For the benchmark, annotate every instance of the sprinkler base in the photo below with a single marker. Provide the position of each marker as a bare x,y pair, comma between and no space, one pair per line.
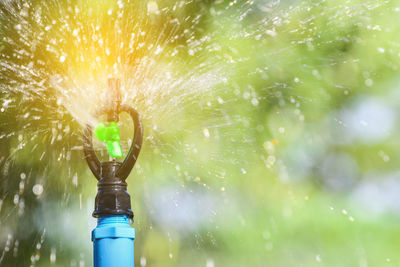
113,242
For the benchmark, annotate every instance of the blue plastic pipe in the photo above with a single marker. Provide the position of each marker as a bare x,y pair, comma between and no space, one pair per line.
113,242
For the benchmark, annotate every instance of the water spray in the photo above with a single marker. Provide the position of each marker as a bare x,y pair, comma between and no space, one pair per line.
113,238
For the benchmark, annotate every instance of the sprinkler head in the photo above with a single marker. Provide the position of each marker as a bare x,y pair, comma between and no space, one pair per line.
112,196
110,136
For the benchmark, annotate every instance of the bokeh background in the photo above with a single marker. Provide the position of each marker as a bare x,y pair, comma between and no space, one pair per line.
270,129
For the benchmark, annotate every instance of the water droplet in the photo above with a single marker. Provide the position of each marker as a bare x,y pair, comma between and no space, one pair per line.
206,133
210,263
53,256
143,261
254,101
369,82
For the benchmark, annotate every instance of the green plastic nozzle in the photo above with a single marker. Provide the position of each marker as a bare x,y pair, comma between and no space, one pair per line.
110,136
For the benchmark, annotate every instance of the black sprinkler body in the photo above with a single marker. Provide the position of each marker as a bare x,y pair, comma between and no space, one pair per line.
112,197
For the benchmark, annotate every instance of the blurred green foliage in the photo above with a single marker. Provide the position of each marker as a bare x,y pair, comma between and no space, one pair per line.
267,169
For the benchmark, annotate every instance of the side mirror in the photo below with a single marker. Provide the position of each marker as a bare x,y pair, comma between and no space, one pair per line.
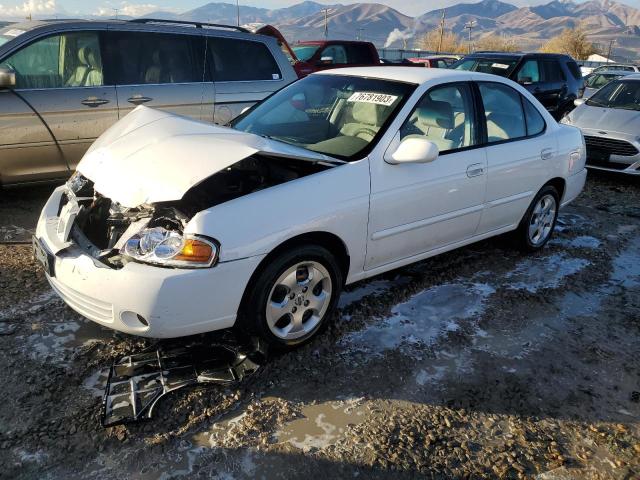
413,150
7,77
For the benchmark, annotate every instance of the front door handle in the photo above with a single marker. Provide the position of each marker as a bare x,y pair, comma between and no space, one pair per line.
┄┄┄┄┄┄
◆ **What you are asked to do**: Can you convert the listing above into a numbered list, leaving out blank lines and the picture lines?

◆ **Written reply**:
1. For the benchmark, annotate every instance of the sprinkler base in the photo below with a single marker. Provide the position of each marker as a bare x,y pair, comma between and no space, one pair per line.
2. 113,242
3. For the benchmark, annotate every instance of the blue plastic pipe in the photo above with a single marker. Provide the position of each marker as a bare x,y pair, comma between and no space, one pair per line.
4. 113,242
5. For the benchmark, annotate every instance of the water spray in the photo above with a single marker. Provide the position of each marker as a bare x,y pair, comma between and no space, one pair per line.
6. 113,238
7. For the benchmark, annotate every instance of the sprinkler head in the photo above with a single marker. Provide the position of each marker as a bare x,y pair, comma between and no space, one pair per line.
8. 112,196
9. 110,136
10. For the benchmark, annotate every instance of the bokeh background in the photo above with a single marker. Provide the position of each marker as a bare x,y pair, comma between and no space, one pair per line.
11. 270,129
12. For the benchmark, annotate every instance of the water droplet in the photo above with a single marker. Provide the position of each marker as a bare x,y pair, comma between and no space, one pair per line.
13. 206,133
14. 210,263
15. 53,256
16. 143,261
17. 254,101
18. 369,82
19. For the benchmark, annotate every instance of the green plastic nozzle in the photo above with a single marker. Provide the position of each marker as a bare x,y pair, comma between and no space, one pair per line.
20. 110,136
21. For the benchmark, annotate every instance of the black sprinkler body in the photo above with a single marker. Provide the position of each marker as a bare x,y pair, comma between and no space, one pair per line.
22. 112,197
23. For the benchmark, annotate every instance of the blurred green foliage in the photo above with a single marker. Provide the position of each marker as a bare x,y pair, comma between and no space, one pair per line.
24. 267,169
25. For the benchmark, annotate every instance of the side mirror in the photo below with a single marker. Provide the position of each marker as a bare x,y pair, comma between and no space, one pair per line.
26. 413,150
27. 7,77
28. For the benchmark, annotate every instance of the front door handle in the photo above with a single marker. Provide the position of each marker as a bare x,y pair, comma between and no space, one pair per line.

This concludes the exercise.